STATED GOAL - Reproduce every item below word for word, omitting the pictures from your output.

......

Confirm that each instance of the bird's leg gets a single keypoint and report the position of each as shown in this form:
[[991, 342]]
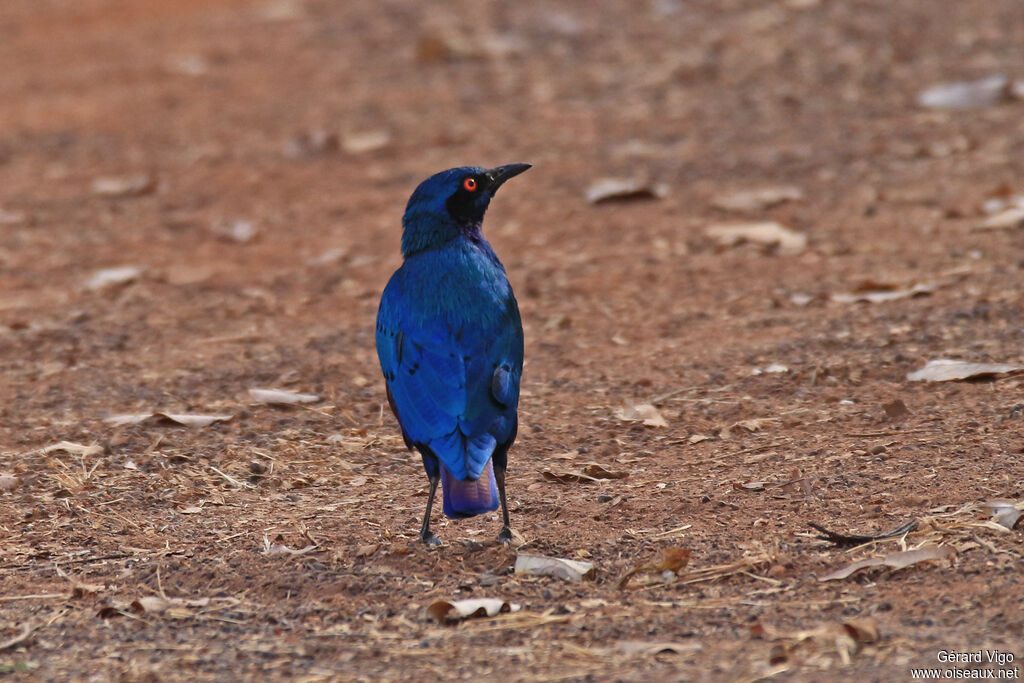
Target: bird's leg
[[506, 534], [425, 535]]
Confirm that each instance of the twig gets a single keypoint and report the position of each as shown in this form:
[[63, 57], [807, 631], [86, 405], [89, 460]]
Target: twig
[[38, 596], [853, 540]]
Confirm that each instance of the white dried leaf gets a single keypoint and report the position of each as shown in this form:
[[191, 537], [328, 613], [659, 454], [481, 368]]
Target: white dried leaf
[[894, 560], [124, 185], [181, 419], [944, 370], [1005, 220], [110, 276], [454, 610], [75, 449], [883, 295], [649, 648], [757, 200], [967, 94], [620, 189], [644, 413], [11, 217], [372, 140], [282, 397], [1005, 513], [768, 233], [539, 565]]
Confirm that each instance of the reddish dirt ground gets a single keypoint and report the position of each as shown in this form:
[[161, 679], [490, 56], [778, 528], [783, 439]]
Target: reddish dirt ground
[[262, 254]]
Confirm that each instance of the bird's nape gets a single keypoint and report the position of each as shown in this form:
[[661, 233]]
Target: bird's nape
[[452, 354]]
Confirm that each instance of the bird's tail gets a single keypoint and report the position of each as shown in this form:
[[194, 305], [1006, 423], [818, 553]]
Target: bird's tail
[[466, 499]]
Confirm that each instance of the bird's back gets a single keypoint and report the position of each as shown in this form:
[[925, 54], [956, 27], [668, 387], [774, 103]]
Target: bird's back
[[450, 341]]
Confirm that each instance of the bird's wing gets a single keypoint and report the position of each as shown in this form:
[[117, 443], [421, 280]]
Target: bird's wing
[[453, 391]]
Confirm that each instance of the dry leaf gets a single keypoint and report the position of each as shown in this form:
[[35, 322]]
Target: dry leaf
[[944, 370], [967, 94], [652, 647], [591, 472], [899, 560], [644, 413], [767, 233], [896, 410], [372, 140], [1005, 220], [757, 200], [111, 276], [448, 611], [882, 293], [538, 565], [673, 559], [125, 185], [282, 397], [75, 449], [623, 189], [186, 420], [310, 143], [1005, 513]]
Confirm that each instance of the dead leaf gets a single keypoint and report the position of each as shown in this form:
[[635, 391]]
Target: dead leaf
[[111, 276], [757, 200], [75, 449], [1009, 219], [591, 472], [449, 611], [944, 370], [967, 94], [896, 410], [173, 607], [124, 185], [1005, 513], [186, 420], [644, 413], [648, 648], [367, 550], [898, 560], [769, 233], [12, 217], [624, 189], [673, 559], [372, 140], [310, 143], [882, 293], [282, 397], [864, 630], [538, 565], [239, 230]]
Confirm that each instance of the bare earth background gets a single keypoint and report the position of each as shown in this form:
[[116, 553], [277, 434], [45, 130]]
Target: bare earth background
[[250, 161]]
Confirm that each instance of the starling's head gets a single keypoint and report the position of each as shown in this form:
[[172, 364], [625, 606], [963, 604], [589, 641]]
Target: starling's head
[[451, 203]]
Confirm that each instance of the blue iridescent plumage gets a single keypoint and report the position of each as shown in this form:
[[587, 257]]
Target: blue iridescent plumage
[[450, 342]]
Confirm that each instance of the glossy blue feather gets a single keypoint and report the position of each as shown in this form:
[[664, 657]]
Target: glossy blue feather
[[450, 338]]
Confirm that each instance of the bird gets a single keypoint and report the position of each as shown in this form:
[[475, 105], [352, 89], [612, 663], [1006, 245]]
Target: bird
[[451, 344]]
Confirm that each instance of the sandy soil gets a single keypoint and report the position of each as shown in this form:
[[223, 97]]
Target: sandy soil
[[251, 161]]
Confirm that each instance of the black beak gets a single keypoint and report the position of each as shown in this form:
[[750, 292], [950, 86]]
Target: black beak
[[498, 175]]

......

TASK OUTPUT -
Confirm that each instance of the bird's leg gets a single keypoint and report the position of each as shown in this form:
[[991, 342]]
Target: bird's leg
[[506, 534], [425, 535]]
Confirm that each instance of the twig gets a single keypoint and report the position of each as shown in this form:
[[63, 57], [807, 631], [86, 405], [89, 460]]
Target: twig
[[38, 596], [853, 540]]
Confirm that each instance of the white dried leaf gets a single keypoint and report the position of each as shown in this form:
[[191, 537], [328, 613], [659, 454], [481, 368]]
Target: white dried leaf
[[894, 560], [124, 185], [181, 419], [944, 370], [1005, 220], [110, 276], [454, 610], [75, 449], [883, 295], [649, 648], [757, 200], [967, 94], [620, 189], [644, 413], [11, 217], [372, 140], [282, 397], [1005, 513], [768, 233], [539, 565]]
Confirm that each instance of the reddish dirt ground gets a single keypoint and report the position of each as shown in this form:
[[161, 679], [490, 56], [778, 528], [783, 439]]
Target: reddish dirt ground
[[262, 254]]
Confirm that each instance of the bird's nape gets a single keypoint and report the position of each as shown in this form:
[[661, 233]]
Target: bird's nape
[[452, 354]]
Confirm that each instance of the bird's tail gets a single keypoint and report the position of each as shown in this form:
[[194, 305], [1006, 423], [818, 553]]
Target: bird's tail
[[466, 499]]
Confirm that each instance of the bird's back gets a single keypoint and report the position of each as shown in this form:
[[925, 54], [956, 27], [668, 387], [774, 103]]
Target: bird's back
[[450, 341]]
Confirm that each instance of the bird's wing gets a single keypoint and report the position of each as shown in this form:
[[117, 443], [421, 280]]
Target: bird's wing
[[453, 391]]
Confirm that each instance of the dry leaf gets a single keypoint and report the position of each as shown in this form:
[[35, 322]]
Target: dry leaf
[[944, 370], [967, 94], [652, 647], [591, 472], [899, 560], [644, 413], [767, 233], [896, 410], [372, 140], [1005, 220], [757, 200], [111, 276], [448, 611], [882, 293], [538, 565], [673, 559], [125, 185], [282, 397], [75, 449], [623, 189], [186, 420], [310, 143], [1005, 513]]
Confirm that each instance of the dead leaf gets a single keypoint and report the position of each as shown in this form:
[[635, 391]]
Target: dead leaf
[[111, 276], [757, 200], [75, 449], [1009, 219], [591, 472], [449, 611], [944, 370], [967, 94], [896, 410], [173, 607], [124, 185], [1005, 513], [186, 420], [644, 413], [648, 648], [367, 550], [898, 560], [769, 233], [12, 217], [624, 189], [673, 559], [372, 140], [310, 143], [882, 293], [282, 397], [864, 630], [538, 565], [239, 230]]
Confirm that each instance of the bare earth background gets a single keypoint and report the position of each as shown in this form:
[[116, 553], [277, 434], [45, 130]]
Target: bare earth background
[[250, 161]]
Confirm that each instance of the starling's head gets a single keypoint and report the position of each as shown in this form:
[[172, 364], [625, 606], [963, 604], [589, 641]]
Target: starling's head
[[451, 203]]
Confirm that each instance of the blue iridescent plumage gets a single keypoint and report the position of each as shown in this form:
[[587, 257]]
Target: blue iridescent plumage
[[450, 342]]
Confirm that each instance of the glossy blue feather gets a single keypoint and report the position of each as shown in this form:
[[664, 657]]
Target: glossy blue feather
[[450, 338]]
Confirm that each instance of the bird gets a single keypoint and report the position of each as shown in this form:
[[475, 105], [352, 89], [612, 663], [1006, 245]]
Target: bird
[[451, 344]]
Confirm that each instance of the sandy soil gets a single keypoint and report the position of each as shown in this form:
[[223, 97]]
Target: sandy soil
[[251, 161]]
Confirm that each instance of the black beak gets a single keypoint and report the position of each as shown in this form:
[[750, 292], [950, 86]]
Target: black beak
[[498, 175]]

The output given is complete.